What to do: Filter the data down to the lines containing the string "colon", and copy each of those lines unchanged.

Data:
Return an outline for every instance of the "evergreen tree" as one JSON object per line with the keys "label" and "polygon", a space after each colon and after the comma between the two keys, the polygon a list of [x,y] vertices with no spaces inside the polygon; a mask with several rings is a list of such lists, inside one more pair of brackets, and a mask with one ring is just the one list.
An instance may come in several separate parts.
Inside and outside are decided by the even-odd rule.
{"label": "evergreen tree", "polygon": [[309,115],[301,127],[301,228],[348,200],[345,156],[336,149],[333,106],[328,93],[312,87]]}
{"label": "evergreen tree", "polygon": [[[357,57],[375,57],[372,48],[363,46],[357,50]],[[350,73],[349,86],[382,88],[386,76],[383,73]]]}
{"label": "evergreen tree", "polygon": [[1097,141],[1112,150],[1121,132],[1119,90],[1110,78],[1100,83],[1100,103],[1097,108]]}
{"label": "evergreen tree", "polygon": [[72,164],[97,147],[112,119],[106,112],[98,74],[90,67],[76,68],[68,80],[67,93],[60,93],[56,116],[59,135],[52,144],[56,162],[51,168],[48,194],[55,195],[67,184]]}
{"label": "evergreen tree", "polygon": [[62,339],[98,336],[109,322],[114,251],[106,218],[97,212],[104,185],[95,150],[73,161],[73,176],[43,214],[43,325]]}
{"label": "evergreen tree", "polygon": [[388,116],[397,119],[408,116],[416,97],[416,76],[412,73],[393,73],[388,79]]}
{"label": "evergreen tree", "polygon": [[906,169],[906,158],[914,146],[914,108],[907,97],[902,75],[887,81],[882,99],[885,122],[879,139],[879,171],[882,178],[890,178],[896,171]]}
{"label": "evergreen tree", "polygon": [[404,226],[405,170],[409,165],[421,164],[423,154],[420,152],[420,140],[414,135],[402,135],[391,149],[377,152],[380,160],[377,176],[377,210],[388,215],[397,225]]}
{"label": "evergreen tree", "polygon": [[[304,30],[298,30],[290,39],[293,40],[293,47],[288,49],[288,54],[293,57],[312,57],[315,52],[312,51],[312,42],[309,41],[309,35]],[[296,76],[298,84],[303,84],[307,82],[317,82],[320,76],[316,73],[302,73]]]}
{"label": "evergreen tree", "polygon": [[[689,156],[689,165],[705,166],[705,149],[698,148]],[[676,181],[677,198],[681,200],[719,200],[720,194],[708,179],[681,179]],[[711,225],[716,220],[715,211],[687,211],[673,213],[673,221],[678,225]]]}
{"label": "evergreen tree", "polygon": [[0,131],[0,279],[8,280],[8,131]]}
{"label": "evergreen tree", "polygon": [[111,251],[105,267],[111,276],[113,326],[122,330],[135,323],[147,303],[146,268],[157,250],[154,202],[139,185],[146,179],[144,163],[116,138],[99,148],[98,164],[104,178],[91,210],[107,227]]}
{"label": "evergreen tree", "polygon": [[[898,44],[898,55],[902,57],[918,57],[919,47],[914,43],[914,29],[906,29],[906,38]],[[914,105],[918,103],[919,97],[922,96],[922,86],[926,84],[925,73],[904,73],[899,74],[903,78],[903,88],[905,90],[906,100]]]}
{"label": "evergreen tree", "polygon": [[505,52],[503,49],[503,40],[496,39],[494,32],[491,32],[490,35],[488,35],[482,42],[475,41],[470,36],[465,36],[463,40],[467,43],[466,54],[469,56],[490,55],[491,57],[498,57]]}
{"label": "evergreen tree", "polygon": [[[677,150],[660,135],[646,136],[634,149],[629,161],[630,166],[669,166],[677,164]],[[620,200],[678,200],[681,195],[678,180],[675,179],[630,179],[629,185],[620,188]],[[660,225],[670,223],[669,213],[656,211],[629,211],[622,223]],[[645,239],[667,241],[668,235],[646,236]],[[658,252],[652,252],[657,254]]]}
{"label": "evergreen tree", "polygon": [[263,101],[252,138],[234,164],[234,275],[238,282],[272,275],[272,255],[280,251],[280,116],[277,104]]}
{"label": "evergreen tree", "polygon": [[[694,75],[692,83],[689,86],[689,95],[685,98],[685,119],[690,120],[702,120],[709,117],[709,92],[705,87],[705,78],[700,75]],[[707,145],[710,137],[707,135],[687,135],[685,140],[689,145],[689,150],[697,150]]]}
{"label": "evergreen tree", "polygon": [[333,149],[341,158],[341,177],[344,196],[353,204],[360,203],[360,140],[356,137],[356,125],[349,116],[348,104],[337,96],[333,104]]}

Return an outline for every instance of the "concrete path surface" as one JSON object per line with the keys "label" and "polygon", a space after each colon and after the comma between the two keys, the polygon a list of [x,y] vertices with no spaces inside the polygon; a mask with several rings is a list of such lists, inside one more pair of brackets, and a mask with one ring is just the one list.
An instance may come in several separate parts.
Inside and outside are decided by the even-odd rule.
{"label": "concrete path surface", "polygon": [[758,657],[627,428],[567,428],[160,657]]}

Exercise result:
Return an outline for every instance of the "evergreen tree" as one JSON object per line with the keys "label" and "polygon", a space after each colon and after the comma between the two keys, the polygon a list of [x,y] vertices with no spaces inside the polygon; a mask with several rings is a list of such lists, inside one more pair of brackets, and a mask with one ring is just the one list.
Return an outline for every instance of the "concrete path surface" as one JSON object per line with the keys "label" and "polygon", a space after each colon and after the comma between the two keys, the polygon a list of [x,y] vertices with no spaces inside the polygon; a mask with several rings is a list of such lists, inside one more pair of brackets, and a mask with one ring is just the one list.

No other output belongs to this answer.